• Request
Starting at the beginning of the records and ending at the line that contains "[(355, 43), (609, 92)]", rewrite every line with the requests included, shifting each point coordinate in the answers up by 136 while leaving the requests and their format samples unchanged. Leave the pictures out of your answer.

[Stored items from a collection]
* * * * *
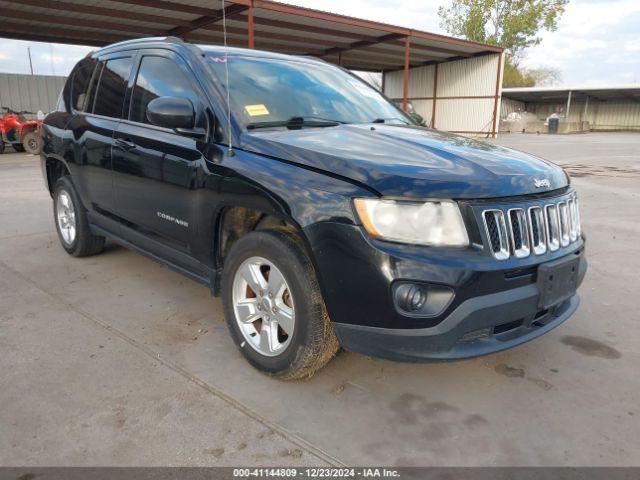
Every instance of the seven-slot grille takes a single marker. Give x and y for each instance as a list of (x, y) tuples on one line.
[(537, 229)]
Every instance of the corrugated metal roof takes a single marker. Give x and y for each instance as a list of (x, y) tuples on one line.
[(355, 43), (609, 92)]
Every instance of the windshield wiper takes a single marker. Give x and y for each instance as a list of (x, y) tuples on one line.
[(384, 120), (296, 123)]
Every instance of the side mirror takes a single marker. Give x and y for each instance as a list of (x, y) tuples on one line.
[(171, 112)]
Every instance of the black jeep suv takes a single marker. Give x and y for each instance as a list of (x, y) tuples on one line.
[(319, 211)]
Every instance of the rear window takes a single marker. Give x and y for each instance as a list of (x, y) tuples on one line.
[(109, 98), (80, 83)]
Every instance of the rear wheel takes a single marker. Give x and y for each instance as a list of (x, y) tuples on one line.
[(71, 221), (31, 143), (273, 306)]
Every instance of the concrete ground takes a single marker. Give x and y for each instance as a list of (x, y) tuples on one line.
[(115, 360)]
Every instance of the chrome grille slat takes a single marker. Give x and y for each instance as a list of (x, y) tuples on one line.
[(553, 227), (519, 231), (563, 214), (496, 230), (537, 229)]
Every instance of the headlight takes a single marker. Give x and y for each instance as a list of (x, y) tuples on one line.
[(436, 223)]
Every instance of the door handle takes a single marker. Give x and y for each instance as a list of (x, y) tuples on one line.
[(125, 144)]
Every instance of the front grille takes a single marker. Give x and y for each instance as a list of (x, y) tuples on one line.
[(540, 228)]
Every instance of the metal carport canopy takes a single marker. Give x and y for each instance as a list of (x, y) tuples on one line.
[(351, 42)]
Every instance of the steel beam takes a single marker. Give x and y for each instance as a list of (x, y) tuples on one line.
[(405, 77), (114, 14), (497, 99)]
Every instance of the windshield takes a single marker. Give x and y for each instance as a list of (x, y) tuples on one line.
[(273, 92)]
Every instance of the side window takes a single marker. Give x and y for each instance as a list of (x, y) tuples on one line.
[(80, 83), (159, 77), (112, 87)]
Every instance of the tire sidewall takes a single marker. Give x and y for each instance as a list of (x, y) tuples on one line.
[(65, 184), (272, 245), (26, 140)]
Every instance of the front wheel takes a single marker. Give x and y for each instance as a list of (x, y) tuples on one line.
[(274, 307), (71, 221), (31, 143)]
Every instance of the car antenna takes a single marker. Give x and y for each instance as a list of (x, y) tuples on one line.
[(230, 152)]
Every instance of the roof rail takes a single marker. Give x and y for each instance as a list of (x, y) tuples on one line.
[(144, 40)]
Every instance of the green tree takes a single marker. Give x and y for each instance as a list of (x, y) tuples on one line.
[(521, 77), (512, 24)]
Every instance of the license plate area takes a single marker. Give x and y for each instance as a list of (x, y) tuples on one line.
[(557, 281)]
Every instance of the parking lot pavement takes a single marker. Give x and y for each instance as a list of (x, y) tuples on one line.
[(114, 360)]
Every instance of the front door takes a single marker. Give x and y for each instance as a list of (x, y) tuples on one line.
[(156, 170), (98, 90)]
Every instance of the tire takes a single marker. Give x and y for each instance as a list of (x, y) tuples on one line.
[(312, 341), (31, 143), (69, 212)]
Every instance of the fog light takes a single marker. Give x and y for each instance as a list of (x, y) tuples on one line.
[(421, 299), (411, 297)]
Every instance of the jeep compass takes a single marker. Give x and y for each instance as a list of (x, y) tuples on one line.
* * * * *
• Answer
Every instance of the seven-slot grille takes a single marker. Give x and y for each instance as a list of (x, y) tuples on one line.
[(673, 365)]
Every instance of the corrugated metal roof takes a single marker. Give x and y for each instance as a list of (x, y) tuples on one line.
[(491, 179), (745, 228)]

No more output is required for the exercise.